Quoted passage:
────────────────

FULTON, a city and the county-seat of Callaway county, Missouri, U.S.A., 25 m. N.E. of Jefferson City. Pop. (1890) 4314; (1900) 4883 (1167 negroes); (1910) 5228. It is served by the Chicago & Alton railway. The city has an important stock market and manufactures fire-brick and pottery. At Fulton are the Westminster College (Presbyterian, founded in 1853), the Synodical College for Young Women (Pres., founded in 1871), the William Woods College for Girls (Christian Church, 1890), and the Missouri school for the deaf (1851). Here, too, is a state hospital for the insane (1847), the first institution of the kind in Missouri. The place was laid out as a town in 1825 and named Volney, but in honour of Robert Fulton the present name was adopted a little later. Fulton was incorporated in 1859.


FULTON, a city of Oswego county, New York, U.S.A., on the right bank of the Oswego river, about 10 m. S. by E. of Oswego. Pop. (1900) 5281; (1905, state census) 8847; (1910) 10,480. Fulton is served by the Delaware, Lackawanna & Western, the New York Central & Hudson River, and the New York, Ontario & Western railways, by electric railway to Oswego and Syracuse and by the Oswego Canal. The city has a Carnegie library. Ample water-power is furnished by the Oswego river, which here flows in a series of rapids, and the manufactures are many in kind. On the 3rd of July 1756, on an island (afterward called Battle Island) 4 m. N. of the present city of Fulton, a British force of about 300 under Captain John Bradstreet (1711-1774) defeated an attacking force of French and Indians (numbering about 700) under De Villiers. Soon after this, Bradstreet built a fort within the present limits of Fulton. The first civilian settler came in 1793, and the first survey (which included only a part of the subsequent village) was made in 1815. Fulton was incorporated as a village in 1835, and in April 1902 was combined with the village of Oswego Falls (pop. in 1900, 2925) and was chartered as a city.


FUM, or Funj Hwang, one of the four symbolical creatures which in Chinese mythology are believed to keep watch and ward over the Celestial Empire. It was begotten by fire, was born in the Hill of the Sun’s Halo, and its body bears inscribed on it the five cardinal virtues. It has the breast of a goose, the hindquarters of a stag, a snake’s neck, a fish’s tail, a fowl’s forehead, a duck’s down, the marks of a dragon, the back of a tortoise, the face of a swallow, the beak of a cock, is about six cubits high, and perches only on the woo-tung tree. The appearance of Fum heralds an age of universal virtue. Its figure is that which is embroidered on the dresses of some mandarins.

────────────────

Material provided:
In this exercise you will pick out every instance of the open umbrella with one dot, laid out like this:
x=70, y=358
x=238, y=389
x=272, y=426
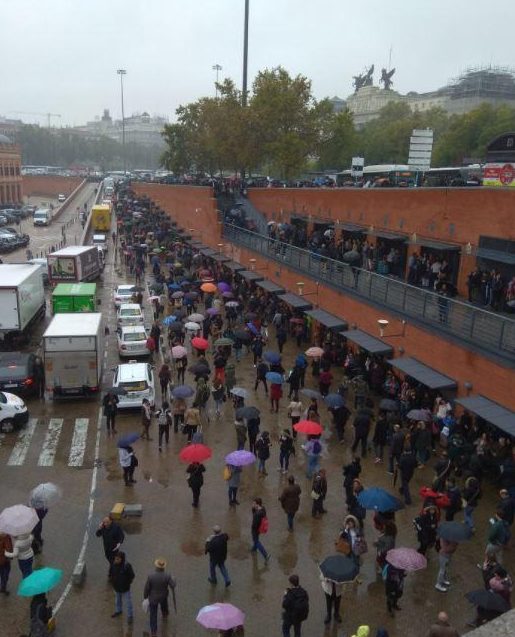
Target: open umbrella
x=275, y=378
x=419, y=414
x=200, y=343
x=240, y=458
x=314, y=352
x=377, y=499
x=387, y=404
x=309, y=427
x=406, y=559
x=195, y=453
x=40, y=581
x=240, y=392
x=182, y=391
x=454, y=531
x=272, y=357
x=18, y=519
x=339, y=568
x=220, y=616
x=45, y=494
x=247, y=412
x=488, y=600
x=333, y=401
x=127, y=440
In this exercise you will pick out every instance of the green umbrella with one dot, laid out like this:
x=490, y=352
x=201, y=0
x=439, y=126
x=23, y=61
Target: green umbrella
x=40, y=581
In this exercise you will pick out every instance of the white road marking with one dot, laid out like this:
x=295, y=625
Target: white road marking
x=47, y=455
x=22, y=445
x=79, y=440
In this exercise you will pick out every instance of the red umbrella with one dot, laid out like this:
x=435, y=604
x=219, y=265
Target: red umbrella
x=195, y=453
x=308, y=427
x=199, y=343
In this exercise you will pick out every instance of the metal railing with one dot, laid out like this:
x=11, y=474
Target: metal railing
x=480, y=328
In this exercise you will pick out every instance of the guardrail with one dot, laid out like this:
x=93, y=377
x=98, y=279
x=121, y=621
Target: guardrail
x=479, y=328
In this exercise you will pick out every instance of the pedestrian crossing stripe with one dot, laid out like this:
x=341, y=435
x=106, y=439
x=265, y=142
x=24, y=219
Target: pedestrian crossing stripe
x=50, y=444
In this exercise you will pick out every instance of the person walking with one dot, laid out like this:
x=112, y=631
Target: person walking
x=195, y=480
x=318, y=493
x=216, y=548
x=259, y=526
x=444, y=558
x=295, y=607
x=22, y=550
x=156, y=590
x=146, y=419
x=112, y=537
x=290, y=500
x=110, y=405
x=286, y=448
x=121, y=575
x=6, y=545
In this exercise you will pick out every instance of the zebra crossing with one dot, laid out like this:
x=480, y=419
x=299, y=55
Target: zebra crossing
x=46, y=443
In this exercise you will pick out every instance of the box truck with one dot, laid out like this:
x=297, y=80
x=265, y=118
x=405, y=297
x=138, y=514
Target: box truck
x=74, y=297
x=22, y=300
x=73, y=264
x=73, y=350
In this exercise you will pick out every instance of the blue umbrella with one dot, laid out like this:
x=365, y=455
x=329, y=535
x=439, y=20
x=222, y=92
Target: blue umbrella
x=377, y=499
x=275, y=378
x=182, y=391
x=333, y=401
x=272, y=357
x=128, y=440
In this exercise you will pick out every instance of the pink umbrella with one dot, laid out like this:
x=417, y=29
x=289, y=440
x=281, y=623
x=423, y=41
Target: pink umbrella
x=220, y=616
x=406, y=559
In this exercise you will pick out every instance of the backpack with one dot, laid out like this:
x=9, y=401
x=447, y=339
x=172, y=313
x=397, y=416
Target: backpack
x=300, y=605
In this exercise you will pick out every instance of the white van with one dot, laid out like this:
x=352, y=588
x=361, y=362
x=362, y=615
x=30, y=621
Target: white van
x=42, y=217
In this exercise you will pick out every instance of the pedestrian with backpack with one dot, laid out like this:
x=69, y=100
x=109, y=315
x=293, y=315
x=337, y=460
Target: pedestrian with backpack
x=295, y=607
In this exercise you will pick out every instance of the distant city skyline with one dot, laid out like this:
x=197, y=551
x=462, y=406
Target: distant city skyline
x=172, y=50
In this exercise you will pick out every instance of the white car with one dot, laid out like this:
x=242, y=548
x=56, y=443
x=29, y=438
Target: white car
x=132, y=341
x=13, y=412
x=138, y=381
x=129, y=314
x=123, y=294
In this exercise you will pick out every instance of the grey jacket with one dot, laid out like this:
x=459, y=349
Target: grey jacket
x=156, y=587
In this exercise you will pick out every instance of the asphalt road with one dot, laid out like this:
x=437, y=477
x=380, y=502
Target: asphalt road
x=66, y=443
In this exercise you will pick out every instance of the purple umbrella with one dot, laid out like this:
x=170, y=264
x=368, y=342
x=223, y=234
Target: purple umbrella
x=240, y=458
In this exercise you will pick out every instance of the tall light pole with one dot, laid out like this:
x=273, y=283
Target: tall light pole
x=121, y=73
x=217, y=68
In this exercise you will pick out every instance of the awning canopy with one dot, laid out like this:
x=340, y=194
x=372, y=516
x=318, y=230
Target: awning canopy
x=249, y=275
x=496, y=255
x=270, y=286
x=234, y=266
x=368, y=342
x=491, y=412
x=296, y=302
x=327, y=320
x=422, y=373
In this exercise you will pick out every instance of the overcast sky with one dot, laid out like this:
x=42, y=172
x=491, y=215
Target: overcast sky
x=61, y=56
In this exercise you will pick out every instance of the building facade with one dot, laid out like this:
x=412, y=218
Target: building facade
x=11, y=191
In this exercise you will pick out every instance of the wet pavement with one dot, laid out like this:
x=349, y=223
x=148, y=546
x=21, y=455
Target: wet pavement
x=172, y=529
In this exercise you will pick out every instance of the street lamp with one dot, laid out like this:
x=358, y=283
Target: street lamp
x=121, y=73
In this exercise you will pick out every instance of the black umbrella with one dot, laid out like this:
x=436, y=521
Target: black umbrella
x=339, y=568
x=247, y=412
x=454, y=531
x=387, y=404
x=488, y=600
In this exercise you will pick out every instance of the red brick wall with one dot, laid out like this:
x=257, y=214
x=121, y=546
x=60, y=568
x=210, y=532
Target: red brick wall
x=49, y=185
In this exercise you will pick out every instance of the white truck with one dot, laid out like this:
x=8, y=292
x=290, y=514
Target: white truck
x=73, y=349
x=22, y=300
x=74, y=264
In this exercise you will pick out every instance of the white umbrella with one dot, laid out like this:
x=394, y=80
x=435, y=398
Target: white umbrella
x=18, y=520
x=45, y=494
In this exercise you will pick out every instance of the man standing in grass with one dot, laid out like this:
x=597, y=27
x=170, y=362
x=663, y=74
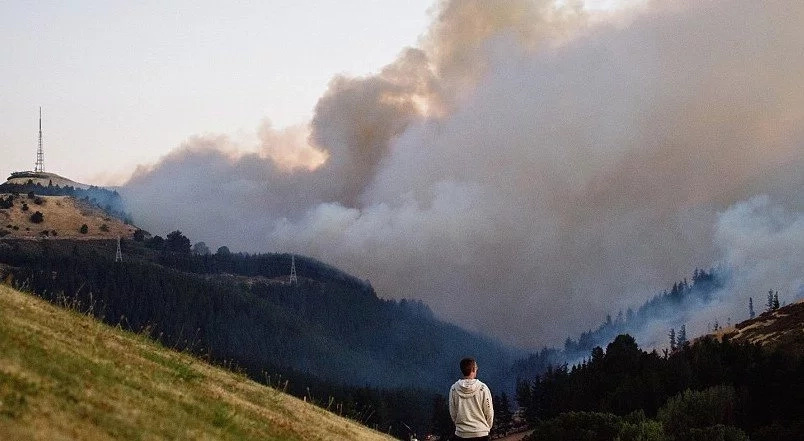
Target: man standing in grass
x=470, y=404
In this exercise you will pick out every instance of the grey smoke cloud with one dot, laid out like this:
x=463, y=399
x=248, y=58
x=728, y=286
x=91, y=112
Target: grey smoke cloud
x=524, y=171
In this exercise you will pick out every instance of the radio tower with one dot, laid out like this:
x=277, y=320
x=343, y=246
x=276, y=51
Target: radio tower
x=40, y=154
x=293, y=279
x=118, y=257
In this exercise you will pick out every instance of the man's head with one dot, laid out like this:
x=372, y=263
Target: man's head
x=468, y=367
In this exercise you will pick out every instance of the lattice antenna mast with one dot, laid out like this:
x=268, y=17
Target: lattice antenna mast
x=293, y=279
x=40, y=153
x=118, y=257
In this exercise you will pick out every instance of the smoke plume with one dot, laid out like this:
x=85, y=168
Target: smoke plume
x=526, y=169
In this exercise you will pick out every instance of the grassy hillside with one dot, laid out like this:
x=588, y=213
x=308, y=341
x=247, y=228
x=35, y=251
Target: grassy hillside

────────────────

Apply what you read:
(a) According to the encyclopedia entries, what name was Fulton, Missouri, given when it was laid out as a town in 1825?
(b) Update the encyclopedia entries from "FULTON, a city and" to "incorporated in 1859." so that "pottery" becomes "stoneware".
The lines above come from a different source than the encyclopedia entries.

Results of the exercise:
(a) Volney

(b)
FULTON, a city and the county-seat of Callaway county, Missouri, U.S.A., 25 m. N.E. of Jefferson City. Pop. (1890) 4314; (1900) 4883 (1167 negroes); (1910) 5228. It is served by the Chicago & Alton railway. The city has an important stock market and manufactures fire-brick and stoneware. At Fulton are the Westminster College (Presbyterian, founded in 1853), the Synodical College for Young Women (Pres., founded in 1871), the William Woods College for Girls (Christian Church, 1890), and the Missouri school for the deaf (1851). Here, too, is a state hospital for the insane (1847), the first institution of the kind in Missouri. The place was laid out as a town in 1825 and named Volney, but in honour of Robert Fulton the present name was adopted a little later. Fulton was incorporated in 1859.